What the exercise asks: Read the lines below. Copy out any that hold the string "glass".

--- Data supplied ---

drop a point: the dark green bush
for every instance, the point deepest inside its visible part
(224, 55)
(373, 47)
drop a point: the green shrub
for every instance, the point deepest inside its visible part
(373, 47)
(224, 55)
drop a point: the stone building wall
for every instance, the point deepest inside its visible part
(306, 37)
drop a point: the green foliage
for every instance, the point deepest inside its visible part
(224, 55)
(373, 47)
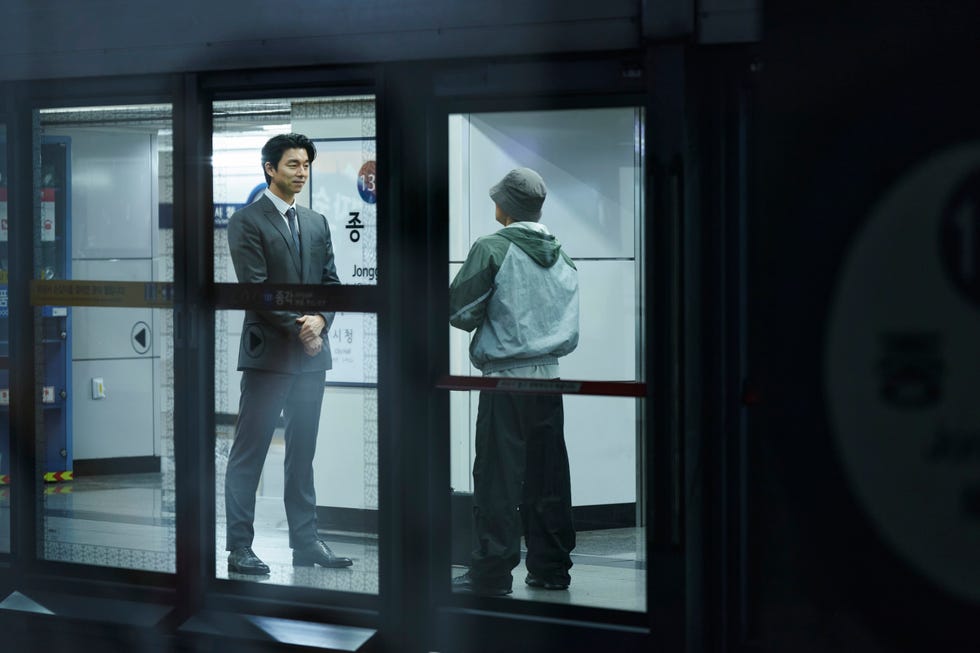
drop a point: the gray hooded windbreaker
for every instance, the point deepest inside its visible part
(519, 290)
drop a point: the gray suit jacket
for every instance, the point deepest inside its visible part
(261, 250)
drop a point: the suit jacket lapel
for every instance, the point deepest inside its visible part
(279, 223)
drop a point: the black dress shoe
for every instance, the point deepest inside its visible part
(466, 584)
(546, 583)
(244, 561)
(318, 553)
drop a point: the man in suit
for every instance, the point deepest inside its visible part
(282, 357)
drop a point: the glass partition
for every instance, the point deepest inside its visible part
(591, 165)
(104, 335)
(297, 476)
(4, 354)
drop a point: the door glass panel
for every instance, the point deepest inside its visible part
(335, 202)
(591, 163)
(104, 254)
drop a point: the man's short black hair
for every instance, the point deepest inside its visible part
(273, 149)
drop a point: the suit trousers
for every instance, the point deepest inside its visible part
(299, 398)
(521, 485)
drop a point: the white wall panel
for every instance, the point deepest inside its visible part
(114, 201)
(580, 154)
(121, 425)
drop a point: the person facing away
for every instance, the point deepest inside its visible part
(518, 292)
(282, 357)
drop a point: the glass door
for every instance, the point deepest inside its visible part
(103, 335)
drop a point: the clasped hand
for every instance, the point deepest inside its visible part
(311, 326)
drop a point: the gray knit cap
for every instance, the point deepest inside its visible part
(520, 194)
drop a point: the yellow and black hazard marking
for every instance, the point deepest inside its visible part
(49, 477)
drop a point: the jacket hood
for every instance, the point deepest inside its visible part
(542, 247)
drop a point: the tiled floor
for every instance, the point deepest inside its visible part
(120, 521)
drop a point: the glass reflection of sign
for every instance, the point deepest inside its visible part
(343, 187)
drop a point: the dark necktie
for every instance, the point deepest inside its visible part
(291, 217)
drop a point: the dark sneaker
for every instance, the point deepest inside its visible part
(465, 584)
(544, 583)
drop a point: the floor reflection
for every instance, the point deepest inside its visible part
(120, 521)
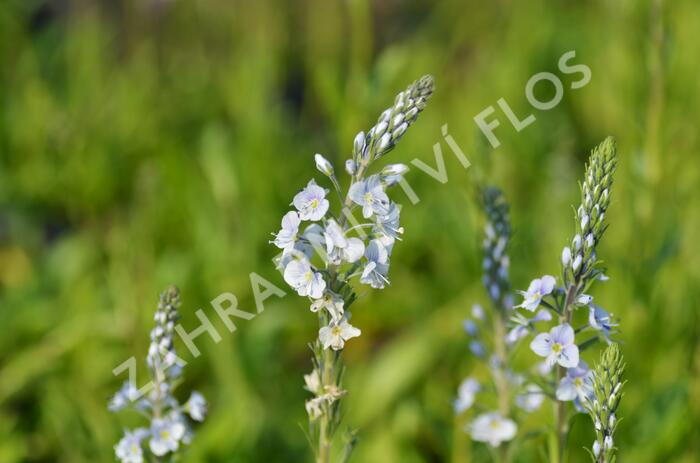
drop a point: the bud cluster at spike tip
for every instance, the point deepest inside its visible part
(392, 123)
(607, 383)
(579, 259)
(496, 261)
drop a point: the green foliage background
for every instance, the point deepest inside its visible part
(144, 143)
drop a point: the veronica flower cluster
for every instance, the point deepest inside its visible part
(607, 383)
(497, 427)
(324, 252)
(564, 299)
(169, 421)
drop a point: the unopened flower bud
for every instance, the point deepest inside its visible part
(324, 165)
(577, 262)
(565, 256)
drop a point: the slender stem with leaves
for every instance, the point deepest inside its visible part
(335, 248)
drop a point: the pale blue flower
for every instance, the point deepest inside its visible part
(335, 334)
(370, 195)
(196, 406)
(470, 327)
(389, 223)
(323, 165)
(465, 394)
(377, 267)
(287, 237)
(477, 348)
(566, 256)
(128, 449)
(301, 276)
(341, 248)
(393, 173)
(576, 384)
(600, 320)
(492, 428)
(332, 303)
(516, 334)
(539, 287)
(311, 202)
(166, 435)
(558, 346)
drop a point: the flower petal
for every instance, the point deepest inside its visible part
(542, 344)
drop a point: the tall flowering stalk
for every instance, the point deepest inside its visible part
(607, 383)
(169, 424)
(580, 269)
(497, 427)
(323, 260)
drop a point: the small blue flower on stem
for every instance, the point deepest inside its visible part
(301, 276)
(576, 384)
(600, 320)
(128, 449)
(286, 238)
(311, 202)
(465, 394)
(374, 273)
(558, 346)
(370, 195)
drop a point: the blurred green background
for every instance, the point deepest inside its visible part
(148, 142)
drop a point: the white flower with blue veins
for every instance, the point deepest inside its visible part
(370, 195)
(323, 165)
(393, 173)
(576, 384)
(311, 202)
(493, 429)
(341, 248)
(332, 303)
(196, 406)
(166, 435)
(301, 276)
(287, 237)
(600, 320)
(335, 334)
(557, 346)
(128, 449)
(377, 267)
(389, 224)
(539, 287)
(465, 394)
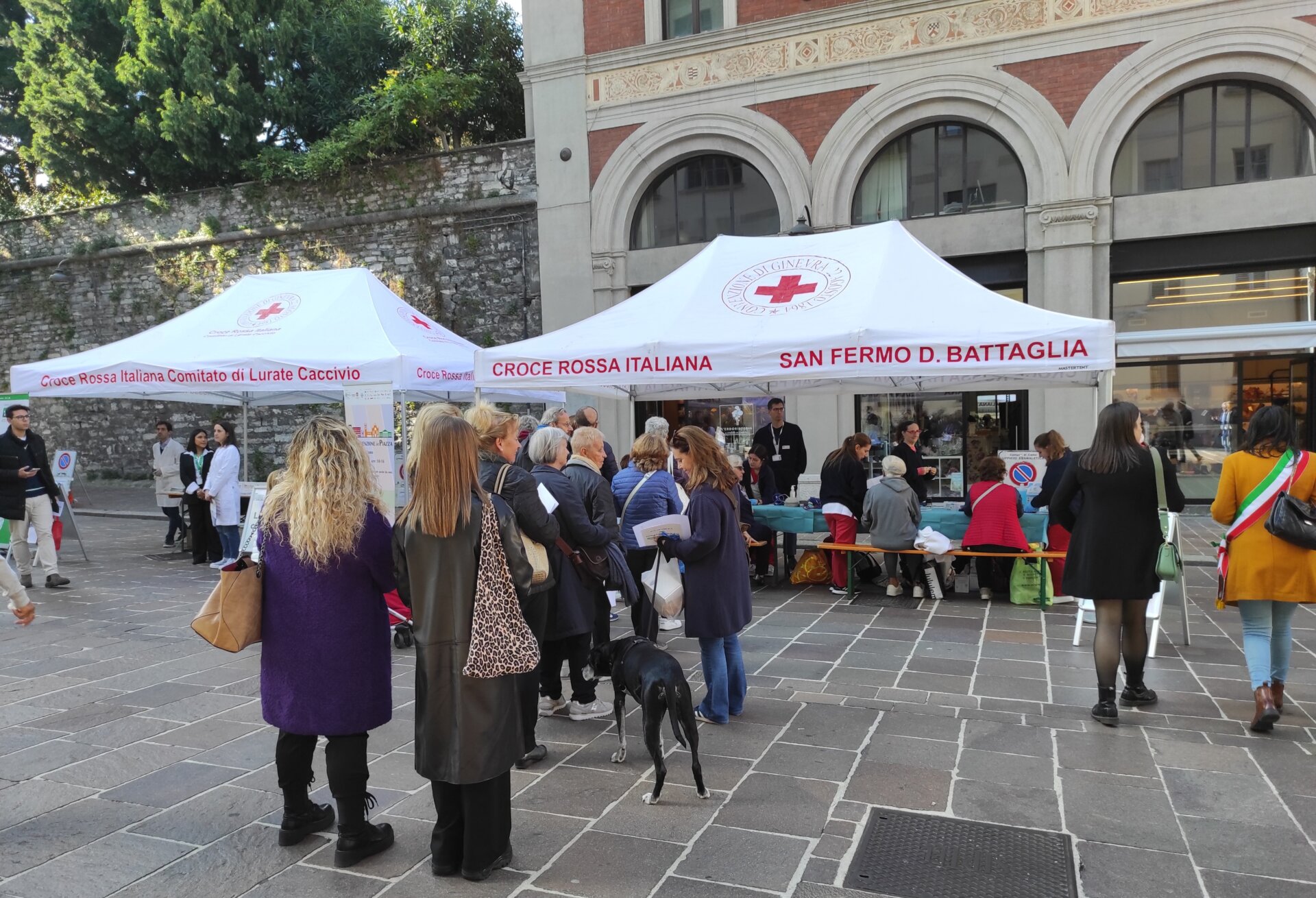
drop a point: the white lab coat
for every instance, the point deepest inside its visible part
(166, 469)
(223, 485)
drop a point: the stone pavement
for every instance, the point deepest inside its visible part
(134, 762)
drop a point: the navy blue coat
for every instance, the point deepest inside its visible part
(572, 602)
(718, 597)
(657, 498)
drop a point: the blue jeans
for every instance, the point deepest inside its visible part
(1267, 639)
(230, 539)
(724, 677)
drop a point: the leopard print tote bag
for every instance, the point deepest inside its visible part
(502, 642)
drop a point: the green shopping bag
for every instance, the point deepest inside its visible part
(1027, 580)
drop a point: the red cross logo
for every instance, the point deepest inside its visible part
(786, 289)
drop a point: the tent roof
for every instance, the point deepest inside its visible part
(860, 310)
(277, 339)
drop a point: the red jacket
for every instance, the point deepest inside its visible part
(994, 516)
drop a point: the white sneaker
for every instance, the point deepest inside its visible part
(595, 709)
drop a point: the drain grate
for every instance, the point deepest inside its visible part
(885, 602)
(919, 856)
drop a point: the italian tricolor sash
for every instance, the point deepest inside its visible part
(1256, 507)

---

Exercise output:
drop a point: the glass partition
drop a point: the door glass panel
drop a point: the glass door
drop a point: the glass reflection of sign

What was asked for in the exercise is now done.